- _Instructions to follow_: Return every line of the data below that contains the string "grass", matching case exactly.

(Items from the dataset)
☆ ☆ ☆ ☆

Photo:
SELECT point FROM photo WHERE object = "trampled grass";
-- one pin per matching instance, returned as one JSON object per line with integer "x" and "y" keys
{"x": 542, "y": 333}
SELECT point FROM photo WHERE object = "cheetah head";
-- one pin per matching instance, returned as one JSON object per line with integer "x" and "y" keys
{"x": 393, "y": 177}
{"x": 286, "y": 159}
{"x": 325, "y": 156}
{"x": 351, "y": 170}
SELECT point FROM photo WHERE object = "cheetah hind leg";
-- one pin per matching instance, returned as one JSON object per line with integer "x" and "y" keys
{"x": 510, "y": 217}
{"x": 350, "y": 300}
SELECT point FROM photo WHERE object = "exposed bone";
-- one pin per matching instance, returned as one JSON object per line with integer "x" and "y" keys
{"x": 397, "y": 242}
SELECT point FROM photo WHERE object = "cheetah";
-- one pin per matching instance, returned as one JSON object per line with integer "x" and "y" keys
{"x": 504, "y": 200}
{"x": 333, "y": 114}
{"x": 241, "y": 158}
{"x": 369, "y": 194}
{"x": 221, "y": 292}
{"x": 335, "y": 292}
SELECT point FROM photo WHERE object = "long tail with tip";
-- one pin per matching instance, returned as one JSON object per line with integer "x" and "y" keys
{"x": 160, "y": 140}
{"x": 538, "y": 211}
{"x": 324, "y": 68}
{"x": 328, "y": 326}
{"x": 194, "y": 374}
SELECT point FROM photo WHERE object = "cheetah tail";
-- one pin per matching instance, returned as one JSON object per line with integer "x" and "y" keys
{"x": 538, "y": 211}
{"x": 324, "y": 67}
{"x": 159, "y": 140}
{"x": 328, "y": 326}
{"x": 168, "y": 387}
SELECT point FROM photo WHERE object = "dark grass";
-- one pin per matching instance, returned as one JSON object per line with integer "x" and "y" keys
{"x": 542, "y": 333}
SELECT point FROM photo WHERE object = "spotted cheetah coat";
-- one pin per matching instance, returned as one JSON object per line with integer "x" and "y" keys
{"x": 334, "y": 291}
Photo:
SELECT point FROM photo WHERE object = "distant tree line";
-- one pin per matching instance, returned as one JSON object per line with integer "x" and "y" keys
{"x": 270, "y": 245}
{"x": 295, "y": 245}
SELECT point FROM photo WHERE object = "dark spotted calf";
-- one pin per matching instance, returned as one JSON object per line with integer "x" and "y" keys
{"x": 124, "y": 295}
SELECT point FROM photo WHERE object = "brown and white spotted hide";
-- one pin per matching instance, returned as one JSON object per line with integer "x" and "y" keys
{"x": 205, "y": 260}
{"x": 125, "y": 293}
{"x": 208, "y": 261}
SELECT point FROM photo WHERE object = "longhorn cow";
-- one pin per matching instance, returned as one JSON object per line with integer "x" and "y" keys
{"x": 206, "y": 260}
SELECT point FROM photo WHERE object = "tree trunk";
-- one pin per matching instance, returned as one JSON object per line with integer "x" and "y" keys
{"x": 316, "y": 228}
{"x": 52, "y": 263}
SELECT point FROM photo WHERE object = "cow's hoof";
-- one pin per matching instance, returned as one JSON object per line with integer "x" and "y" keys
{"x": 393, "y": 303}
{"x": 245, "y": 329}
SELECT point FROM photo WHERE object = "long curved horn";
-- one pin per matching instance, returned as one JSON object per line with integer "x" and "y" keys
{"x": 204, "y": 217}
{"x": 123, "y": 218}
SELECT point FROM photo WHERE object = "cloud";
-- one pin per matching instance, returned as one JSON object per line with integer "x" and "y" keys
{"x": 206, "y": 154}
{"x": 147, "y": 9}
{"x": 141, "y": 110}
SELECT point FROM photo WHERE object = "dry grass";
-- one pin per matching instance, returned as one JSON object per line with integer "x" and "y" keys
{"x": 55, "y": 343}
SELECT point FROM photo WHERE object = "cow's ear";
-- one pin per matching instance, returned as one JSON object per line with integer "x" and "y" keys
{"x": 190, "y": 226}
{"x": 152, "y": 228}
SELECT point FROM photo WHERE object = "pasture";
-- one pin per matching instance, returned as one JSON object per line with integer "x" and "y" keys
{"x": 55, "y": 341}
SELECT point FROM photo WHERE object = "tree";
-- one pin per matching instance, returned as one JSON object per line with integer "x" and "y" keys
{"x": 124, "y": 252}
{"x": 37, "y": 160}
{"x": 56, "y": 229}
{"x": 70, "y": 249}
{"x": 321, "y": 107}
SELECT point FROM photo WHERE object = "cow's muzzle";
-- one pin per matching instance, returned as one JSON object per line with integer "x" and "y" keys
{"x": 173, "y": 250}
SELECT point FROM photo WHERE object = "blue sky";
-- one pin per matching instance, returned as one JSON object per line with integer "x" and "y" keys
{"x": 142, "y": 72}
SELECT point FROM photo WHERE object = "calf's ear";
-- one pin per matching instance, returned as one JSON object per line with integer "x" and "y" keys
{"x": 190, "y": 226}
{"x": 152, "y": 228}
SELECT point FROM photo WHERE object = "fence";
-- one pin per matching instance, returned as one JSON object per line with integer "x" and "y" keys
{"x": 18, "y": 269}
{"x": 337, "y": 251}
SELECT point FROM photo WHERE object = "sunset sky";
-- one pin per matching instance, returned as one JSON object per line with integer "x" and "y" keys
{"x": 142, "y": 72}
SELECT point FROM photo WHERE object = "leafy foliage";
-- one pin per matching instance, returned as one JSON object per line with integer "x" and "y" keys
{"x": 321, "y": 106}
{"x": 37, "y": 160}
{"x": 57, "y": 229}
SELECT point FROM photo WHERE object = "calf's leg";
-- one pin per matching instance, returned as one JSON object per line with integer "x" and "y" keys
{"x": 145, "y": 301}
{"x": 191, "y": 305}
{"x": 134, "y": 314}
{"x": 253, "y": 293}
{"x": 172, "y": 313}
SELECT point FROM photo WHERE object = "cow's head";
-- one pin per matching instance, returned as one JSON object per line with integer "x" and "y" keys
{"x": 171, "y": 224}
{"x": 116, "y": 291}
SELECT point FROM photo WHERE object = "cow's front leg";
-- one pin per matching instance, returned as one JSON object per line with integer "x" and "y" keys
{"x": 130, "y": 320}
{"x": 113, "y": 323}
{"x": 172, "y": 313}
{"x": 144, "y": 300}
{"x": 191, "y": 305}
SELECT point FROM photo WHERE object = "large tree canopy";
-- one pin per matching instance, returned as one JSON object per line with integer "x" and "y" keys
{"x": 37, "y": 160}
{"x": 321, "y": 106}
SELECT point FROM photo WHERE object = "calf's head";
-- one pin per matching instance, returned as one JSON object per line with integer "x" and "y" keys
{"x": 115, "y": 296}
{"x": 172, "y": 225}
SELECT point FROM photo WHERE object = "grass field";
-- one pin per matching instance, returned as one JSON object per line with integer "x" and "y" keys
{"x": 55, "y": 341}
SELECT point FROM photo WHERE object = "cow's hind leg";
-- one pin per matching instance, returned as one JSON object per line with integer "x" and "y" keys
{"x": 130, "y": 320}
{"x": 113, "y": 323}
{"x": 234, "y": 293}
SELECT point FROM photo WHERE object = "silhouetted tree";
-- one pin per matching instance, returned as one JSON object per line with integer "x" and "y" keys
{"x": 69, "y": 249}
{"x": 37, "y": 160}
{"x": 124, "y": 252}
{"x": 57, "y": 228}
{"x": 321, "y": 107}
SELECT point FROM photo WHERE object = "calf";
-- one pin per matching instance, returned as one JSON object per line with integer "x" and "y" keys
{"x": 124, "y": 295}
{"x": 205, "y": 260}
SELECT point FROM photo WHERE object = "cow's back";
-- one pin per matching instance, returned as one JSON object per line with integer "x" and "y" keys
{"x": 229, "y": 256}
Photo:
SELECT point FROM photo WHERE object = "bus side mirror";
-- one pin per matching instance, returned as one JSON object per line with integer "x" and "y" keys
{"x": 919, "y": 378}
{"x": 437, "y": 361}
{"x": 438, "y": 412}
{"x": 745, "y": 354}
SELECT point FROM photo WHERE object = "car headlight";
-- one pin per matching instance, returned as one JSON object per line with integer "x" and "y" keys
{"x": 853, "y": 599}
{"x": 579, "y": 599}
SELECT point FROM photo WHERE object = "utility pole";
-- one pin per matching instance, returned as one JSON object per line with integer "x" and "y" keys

☆ ☆ ☆ ☆

- _Result of this task_:
SELECT point FROM photo WHERE object = "trampled grass";
SELECT point FROM photo WHERE object = "dark grass";
SELECT point FROM photo WHERE object = "dry grass";
SELECT point FROM photo WHERE object = "grass field";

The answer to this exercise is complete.